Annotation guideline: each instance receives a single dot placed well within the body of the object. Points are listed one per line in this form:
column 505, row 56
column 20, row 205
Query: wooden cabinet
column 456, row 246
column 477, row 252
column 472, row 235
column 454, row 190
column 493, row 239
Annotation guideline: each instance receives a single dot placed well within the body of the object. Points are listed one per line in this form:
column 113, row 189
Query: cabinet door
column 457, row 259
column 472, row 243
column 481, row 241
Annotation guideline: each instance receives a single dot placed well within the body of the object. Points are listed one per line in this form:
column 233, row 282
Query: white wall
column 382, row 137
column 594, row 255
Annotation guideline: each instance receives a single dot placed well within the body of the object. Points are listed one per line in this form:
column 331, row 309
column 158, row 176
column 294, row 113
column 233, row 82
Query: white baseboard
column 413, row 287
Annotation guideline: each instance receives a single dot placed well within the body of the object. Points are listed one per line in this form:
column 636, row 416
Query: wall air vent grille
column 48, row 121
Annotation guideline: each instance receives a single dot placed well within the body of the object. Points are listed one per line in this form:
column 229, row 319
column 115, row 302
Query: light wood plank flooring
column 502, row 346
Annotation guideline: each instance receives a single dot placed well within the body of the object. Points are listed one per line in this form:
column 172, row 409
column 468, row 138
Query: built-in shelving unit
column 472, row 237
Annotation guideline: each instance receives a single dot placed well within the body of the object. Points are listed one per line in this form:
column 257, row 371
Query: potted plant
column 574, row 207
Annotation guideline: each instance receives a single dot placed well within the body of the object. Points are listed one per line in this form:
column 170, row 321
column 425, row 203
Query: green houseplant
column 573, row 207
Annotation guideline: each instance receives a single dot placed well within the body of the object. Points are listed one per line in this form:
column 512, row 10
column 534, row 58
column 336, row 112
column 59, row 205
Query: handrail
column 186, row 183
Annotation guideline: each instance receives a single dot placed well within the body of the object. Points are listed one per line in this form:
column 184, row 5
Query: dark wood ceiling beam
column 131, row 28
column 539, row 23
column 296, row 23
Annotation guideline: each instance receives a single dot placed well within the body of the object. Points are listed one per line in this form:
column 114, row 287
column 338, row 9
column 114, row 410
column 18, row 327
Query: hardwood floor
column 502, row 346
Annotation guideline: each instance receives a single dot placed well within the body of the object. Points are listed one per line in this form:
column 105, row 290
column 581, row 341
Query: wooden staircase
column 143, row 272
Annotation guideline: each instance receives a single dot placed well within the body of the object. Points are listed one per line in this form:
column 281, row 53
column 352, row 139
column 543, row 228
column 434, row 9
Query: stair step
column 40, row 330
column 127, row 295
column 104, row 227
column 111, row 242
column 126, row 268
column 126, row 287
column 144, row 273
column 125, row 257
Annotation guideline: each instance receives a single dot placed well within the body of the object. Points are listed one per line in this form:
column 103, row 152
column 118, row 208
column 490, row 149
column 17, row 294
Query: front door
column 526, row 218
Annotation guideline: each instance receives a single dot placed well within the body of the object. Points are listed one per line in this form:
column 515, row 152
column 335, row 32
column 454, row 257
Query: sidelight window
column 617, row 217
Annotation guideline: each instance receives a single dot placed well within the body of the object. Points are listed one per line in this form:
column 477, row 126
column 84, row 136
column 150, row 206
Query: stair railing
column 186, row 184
# # # # #
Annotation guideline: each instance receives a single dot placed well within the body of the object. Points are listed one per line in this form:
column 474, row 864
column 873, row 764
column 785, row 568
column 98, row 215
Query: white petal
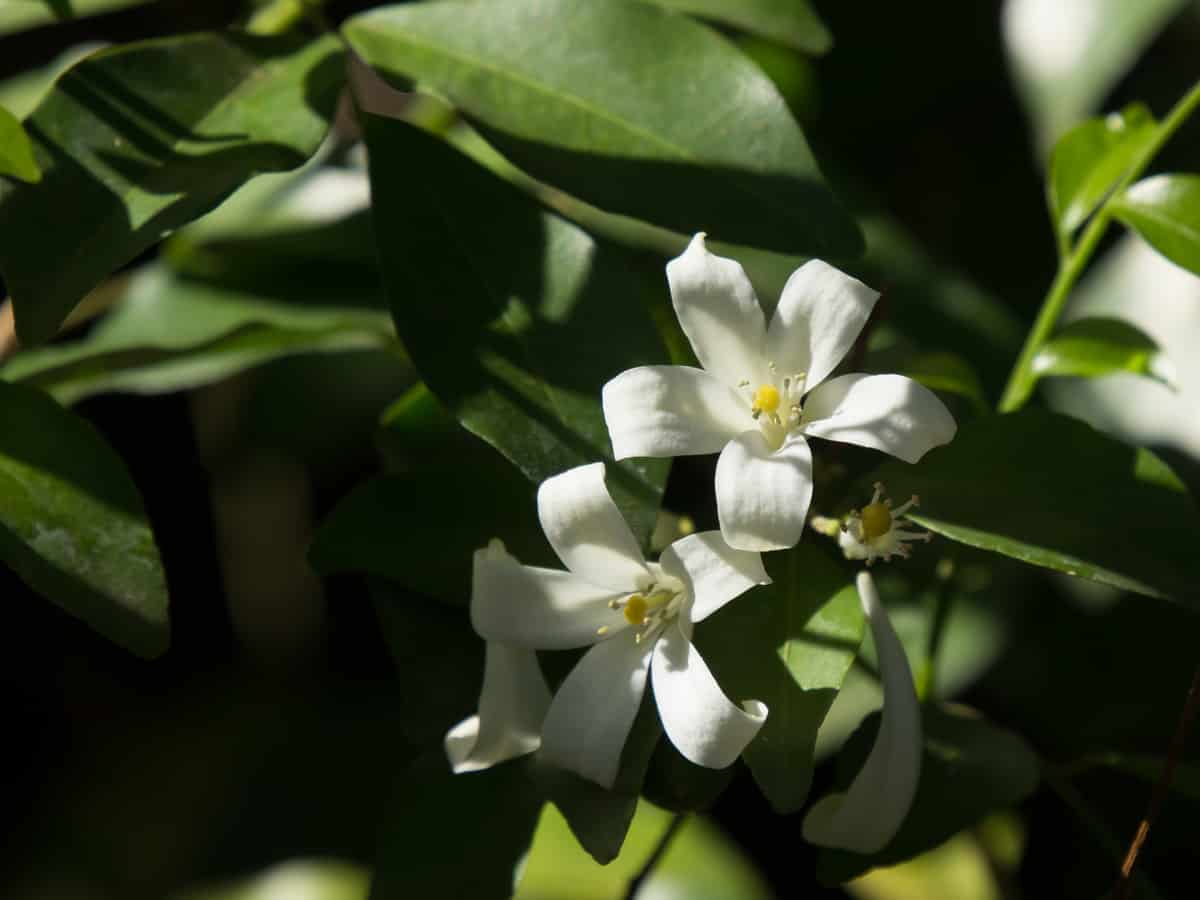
# # # # #
Exact duplication is required for the lines above, from the line that contains "column 474, row 864" to the line that contains "Query: white petal", inclusive; omit all others.

### Task result:
column 474, row 864
column 873, row 764
column 785, row 568
column 98, row 215
Query: white petal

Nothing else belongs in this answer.